→ What is asked:
Copy out every line of the data exactly.

-- Stored data start --

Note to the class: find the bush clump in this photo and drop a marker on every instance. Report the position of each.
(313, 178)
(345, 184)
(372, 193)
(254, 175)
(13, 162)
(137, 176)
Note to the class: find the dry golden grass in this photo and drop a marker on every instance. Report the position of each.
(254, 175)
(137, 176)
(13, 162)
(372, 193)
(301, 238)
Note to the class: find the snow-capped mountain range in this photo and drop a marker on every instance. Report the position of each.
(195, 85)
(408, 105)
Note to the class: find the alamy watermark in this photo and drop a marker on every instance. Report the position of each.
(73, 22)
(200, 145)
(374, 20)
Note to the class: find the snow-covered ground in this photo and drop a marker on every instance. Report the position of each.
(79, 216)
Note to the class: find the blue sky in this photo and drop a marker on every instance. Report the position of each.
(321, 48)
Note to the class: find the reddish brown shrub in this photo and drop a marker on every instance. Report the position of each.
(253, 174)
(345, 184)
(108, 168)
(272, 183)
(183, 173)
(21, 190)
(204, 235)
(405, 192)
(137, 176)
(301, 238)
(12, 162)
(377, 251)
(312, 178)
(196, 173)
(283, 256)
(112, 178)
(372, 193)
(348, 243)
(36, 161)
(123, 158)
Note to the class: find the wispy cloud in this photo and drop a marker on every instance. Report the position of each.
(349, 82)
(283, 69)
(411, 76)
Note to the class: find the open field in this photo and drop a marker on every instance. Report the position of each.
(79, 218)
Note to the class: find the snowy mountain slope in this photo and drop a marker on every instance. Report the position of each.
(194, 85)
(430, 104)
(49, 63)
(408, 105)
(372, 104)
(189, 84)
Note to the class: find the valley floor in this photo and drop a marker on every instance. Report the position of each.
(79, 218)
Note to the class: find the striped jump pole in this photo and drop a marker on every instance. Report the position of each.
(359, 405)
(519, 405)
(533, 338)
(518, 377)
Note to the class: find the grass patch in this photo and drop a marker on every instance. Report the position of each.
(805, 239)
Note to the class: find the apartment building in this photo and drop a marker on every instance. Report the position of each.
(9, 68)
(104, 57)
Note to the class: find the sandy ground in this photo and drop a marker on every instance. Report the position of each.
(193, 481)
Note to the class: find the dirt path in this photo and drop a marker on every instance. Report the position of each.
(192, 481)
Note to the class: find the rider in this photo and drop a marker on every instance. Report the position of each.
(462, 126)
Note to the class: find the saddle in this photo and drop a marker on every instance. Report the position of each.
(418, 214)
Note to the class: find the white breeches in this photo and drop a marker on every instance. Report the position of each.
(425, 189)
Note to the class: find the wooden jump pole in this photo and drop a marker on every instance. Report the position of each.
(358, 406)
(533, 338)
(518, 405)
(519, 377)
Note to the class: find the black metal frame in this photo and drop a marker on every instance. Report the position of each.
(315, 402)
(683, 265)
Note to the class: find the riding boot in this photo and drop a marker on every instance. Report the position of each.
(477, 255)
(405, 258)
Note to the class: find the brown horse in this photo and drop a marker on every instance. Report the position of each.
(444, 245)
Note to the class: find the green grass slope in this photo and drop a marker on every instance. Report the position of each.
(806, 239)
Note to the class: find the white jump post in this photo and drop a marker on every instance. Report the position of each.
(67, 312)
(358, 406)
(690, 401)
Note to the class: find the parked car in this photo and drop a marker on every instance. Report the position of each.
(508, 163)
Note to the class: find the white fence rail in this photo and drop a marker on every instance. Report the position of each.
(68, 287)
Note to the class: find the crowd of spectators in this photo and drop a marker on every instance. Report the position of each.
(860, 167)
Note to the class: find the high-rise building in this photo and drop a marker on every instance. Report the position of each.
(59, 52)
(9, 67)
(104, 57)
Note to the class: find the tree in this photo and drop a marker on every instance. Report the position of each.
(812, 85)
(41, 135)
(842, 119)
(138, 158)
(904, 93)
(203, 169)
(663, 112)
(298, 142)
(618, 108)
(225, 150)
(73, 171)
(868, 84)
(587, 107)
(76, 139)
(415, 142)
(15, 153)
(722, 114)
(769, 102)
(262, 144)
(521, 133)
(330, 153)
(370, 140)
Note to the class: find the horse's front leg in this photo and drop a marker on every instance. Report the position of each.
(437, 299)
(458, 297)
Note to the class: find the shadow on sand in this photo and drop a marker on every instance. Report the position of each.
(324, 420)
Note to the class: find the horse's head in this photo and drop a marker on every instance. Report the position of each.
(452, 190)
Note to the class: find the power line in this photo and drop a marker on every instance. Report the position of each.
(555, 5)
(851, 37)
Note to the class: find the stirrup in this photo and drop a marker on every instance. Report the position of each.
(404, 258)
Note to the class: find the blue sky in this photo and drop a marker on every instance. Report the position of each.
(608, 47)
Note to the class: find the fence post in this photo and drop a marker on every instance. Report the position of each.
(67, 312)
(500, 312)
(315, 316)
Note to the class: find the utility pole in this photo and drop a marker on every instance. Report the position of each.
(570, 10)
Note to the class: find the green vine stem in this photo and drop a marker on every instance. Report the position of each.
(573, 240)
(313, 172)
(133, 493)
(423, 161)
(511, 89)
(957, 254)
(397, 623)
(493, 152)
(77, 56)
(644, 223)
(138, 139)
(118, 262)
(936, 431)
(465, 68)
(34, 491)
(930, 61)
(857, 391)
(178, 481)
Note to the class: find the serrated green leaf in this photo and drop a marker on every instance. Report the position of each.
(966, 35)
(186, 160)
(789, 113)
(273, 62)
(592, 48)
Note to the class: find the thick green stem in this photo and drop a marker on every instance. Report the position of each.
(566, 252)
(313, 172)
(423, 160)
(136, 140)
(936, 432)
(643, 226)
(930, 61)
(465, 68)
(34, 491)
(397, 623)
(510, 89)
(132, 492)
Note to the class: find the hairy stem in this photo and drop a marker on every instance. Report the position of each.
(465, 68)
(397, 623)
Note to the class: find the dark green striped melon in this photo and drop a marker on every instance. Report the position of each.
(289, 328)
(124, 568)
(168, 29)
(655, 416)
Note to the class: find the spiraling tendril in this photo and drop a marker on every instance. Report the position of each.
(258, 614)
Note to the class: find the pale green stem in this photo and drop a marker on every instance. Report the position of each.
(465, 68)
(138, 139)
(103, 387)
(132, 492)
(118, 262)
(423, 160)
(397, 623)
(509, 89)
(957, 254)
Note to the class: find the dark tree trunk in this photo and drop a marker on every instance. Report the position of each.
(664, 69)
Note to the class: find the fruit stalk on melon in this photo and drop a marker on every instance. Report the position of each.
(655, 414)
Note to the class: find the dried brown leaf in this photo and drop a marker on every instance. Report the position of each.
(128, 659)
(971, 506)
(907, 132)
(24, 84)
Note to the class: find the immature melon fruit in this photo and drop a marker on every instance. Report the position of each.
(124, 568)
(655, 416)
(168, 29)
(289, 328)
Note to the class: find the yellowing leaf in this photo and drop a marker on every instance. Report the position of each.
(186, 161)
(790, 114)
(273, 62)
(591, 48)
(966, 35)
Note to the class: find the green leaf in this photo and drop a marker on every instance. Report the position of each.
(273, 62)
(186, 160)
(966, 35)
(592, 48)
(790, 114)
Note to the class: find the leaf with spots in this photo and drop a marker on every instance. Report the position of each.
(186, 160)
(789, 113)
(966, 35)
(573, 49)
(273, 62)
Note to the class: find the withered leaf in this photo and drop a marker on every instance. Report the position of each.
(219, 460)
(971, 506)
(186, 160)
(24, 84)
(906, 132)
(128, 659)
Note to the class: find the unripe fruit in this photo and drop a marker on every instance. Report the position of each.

-- Stored data end --

→ Written answer:
Note to the class: find the bush clump in this photo and drop a marker on every instance. Report the position of each.
(313, 178)
(345, 184)
(372, 193)
(254, 175)
(13, 162)
(137, 176)
Note to the class: find the dry golden grass in this photo and drop a marker on every instance. Report the position of each.
(254, 175)
(137, 176)
(13, 162)
(372, 193)
(301, 238)
Note to the class: find the snow-capped mountain range in this photo and drop a marker on every instance. Report the position of each.
(195, 85)
(408, 105)
Note to the class: find the alamy watermark in this photo and drop a marker on every instance. Report the position of each.
(73, 22)
(200, 145)
(374, 20)
Note to the class: find the snow-covered ground in this photo and drop a marker on every instance. Report the position of each.
(79, 216)
Note to the class: find the blue sky in this photo and drop a marker on every instance. Report the position of each.
(321, 48)
Note to the class: find the reddish brown shrub in this photo and drop a marker on every instance. Report the position of each.
(253, 174)
(345, 184)
(108, 168)
(272, 183)
(183, 173)
(21, 190)
(204, 235)
(405, 192)
(137, 176)
(301, 238)
(12, 162)
(377, 251)
(312, 178)
(196, 173)
(283, 256)
(112, 178)
(372, 193)
(348, 243)
(36, 161)
(123, 158)
Note to the class: find the wispy cloud in this photo and drop a marker on every instance. Report the position of each.
(349, 82)
(283, 69)
(411, 76)
Note to the class: find the open field in this photo and drop a marker on every instance. Report the position of each.
(79, 218)
Note to the class: find the snowy mountain slope in this photo and drop a marker on every instance. Report the position of each.
(194, 85)
(430, 104)
(49, 63)
(408, 105)
(372, 104)
(189, 84)
Note to the class: find the valley floor in this photo and drop a marker on every instance. Report the position of each.
(79, 218)
Note to the class: find the striped jump pole in this photo and drop a marker on every instance. Report the position of each.
(359, 405)
(519, 405)
(533, 338)
(518, 377)
Note to the class: find the grass patch in this photo and drop a marker on every instance. Report the position of each.
(805, 239)
Note to the class: find the apartment building in this photo and drop a marker on every instance. Report the position of each.
(9, 68)
(104, 57)
Note to the class: find the sandy ground in this photo and drop a marker on every instance. Report the position of each.
(193, 481)
Note to the class: find the dirt path in this photo and drop a marker on every instance. Report the position of each.
(192, 481)
Note to the class: find the rider in this photo and drop a marker on every instance. Report the position of each.
(462, 126)
Note to the class: find the saddle in this photo and drop a marker on every instance. Report the position of each.
(418, 214)
Note to the class: find the white breeches in this photo and drop a marker on every instance. Report the position of each.
(425, 189)
Note to the class: find the wooden jump pole in this photo and drop a marker on every instance. Report the position of each.
(358, 406)
(533, 338)
(518, 405)
(519, 377)
Note to the class: find the black metal frame in this photo and drop a marker on every instance. Report the position of each.
(315, 402)
(683, 265)
Note to the class: find the riding boot in this photo and drop a marker on every instance. Report the position of each.
(477, 255)
(405, 258)
Note to the class: find the brown horse in this photo and drop a marker on every instance. Report the position of each.
(444, 245)
Note to the class: find the green grass slope in this photo and drop a marker on every instance. Report the position of each.
(806, 239)
Note to the class: find the white jump post in this photo and drop a marker on every instance. Report the position of each.
(67, 312)
(358, 406)
(690, 401)
Note to the class: find the parked car in this photo and drop a marker on every instance. Report the position of each.
(508, 163)
Note to the class: find the white fence rail in this photo and drop a marker on every instance. Report the position of each.
(68, 287)
Note to the class: find the crowd of spectators in this photo and drop a marker on every instance. Report the position of each.
(860, 167)
Note to the class: find the high-rise building in this photo and drop a marker on every instance. Report the position of each.
(59, 52)
(9, 67)
(104, 57)
Note to the class: find the tree in this photo and drop a marker on every instance. Report the position of each.
(812, 85)
(41, 135)
(842, 119)
(138, 158)
(904, 93)
(203, 169)
(663, 112)
(298, 142)
(618, 108)
(225, 150)
(73, 171)
(868, 84)
(587, 107)
(76, 139)
(415, 142)
(15, 153)
(722, 114)
(769, 102)
(262, 144)
(521, 133)
(330, 153)
(370, 140)
Note to the class: find the horse's front leg in this photo and drop a marker on every instance. Report the position of each.
(437, 299)
(458, 297)
Note to the class: find the shadow on sand in this photo and drop a marker on every instance. Report the position of each.
(324, 420)
Note to the class: find the horse's head in this photo and drop a marker on every instance. Report the position of each.
(452, 190)
Note to the class: find the power line in this photo and drop a marker on every instance. Report the position of each.
(555, 5)
(851, 37)
Note to the class: find the stirrup in this photo and drop a marker on every instance. Report the position of each.
(404, 258)
Note to the class: find the blue sky in this photo and drop a marker on every instance. Report the position of each.
(608, 47)
Note to the class: find the fence post in this photo and drop a marker on every instance. Report the position of each.
(67, 312)
(500, 312)
(315, 316)
Note to the class: find the utility pole in this photo and drop a marker on every instance. Report the position of each.
(570, 10)
Note to the class: find the green vine stem in this photo and drop a marker on every instance. Report the position of each.
(573, 240)
(313, 172)
(133, 493)
(423, 161)
(511, 89)
(957, 254)
(397, 623)
(493, 152)
(77, 56)
(644, 223)
(138, 139)
(118, 262)
(936, 431)
(465, 68)
(34, 491)
(930, 61)
(857, 391)
(178, 481)
Note to the class: find the serrated green leaf in this photo and drop a marker on every instance. Report the position of each.
(966, 35)
(186, 160)
(789, 113)
(273, 62)
(592, 48)
Note to the class: find the thick green stem in this photo and drop a marker on every instance. Report the position of each.
(566, 252)
(313, 172)
(423, 160)
(136, 140)
(936, 432)
(643, 226)
(930, 61)
(465, 68)
(34, 491)
(397, 623)
(510, 89)
(132, 492)
Note to the class: find the hairy stem in this photo and drop a marker on every instance. Report the position of each.
(465, 68)
(397, 623)
Note to the class: find the dark green striped melon in this photo and drop a marker on every instance. Report the position of each.
(289, 328)
(124, 568)
(168, 29)
(655, 416)
Note to the class: find the spiraling tendril in this photo and drop a marker on every instance. Report the position of each.
(258, 614)
Note to the class: find the pale green stem in this photo and drop a marker on every instance. Report the position of each.
(465, 68)
(138, 139)
(103, 387)
(132, 492)
(118, 262)
(423, 160)
(397, 623)
(509, 89)
(957, 254)
Note to the class: find the dark tree trunk in this photo and drop a marker on every instance. Report the position of each.
(664, 69)
Note to the class: find the fruit stalk on melon in this photo and drop a marker on every instance. Report the position of each.
(655, 414)
Note to the class: find the dried brown leaf in this photo and drop a marker on every instance. Report the position of each.
(128, 659)
(971, 506)
(907, 132)
(24, 84)
Note to the class: find the immature melon fruit in this photo and drop a marker on every instance. Report the position of each.
(124, 568)
(655, 416)
(168, 29)
(289, 328)
Note to the class: find the yellowing leaf in this photo and drop a marker on every instance. Report the position of each.
(186, 161)
(790, 114)
(273, 62)
(591, 48)
(966, 35)
Note to the class: find the green leaf in this photo and drop a marker on every instance. Report the position of each.
(273, 62)
(186, 160)
(966, 35)
(592, 48)
(790, 114)
Note to the class: find the leaf with spots in this photo and drop a marker on every instance. Report the position of each.
(186, 160)
(789, 113)
(966, 35)
(573, 49)
(273, 62)
Note to the class: find the withered leaf in this photo and drop a marker on every instance. Report the position of each.
(219, 460)
(971, 506)
(186, 160)
(24, 84)
(906, 132)
(128, 659)
Note to the class: find the unripe fruit in this photo and drop a marker on every instance. Report the position of each.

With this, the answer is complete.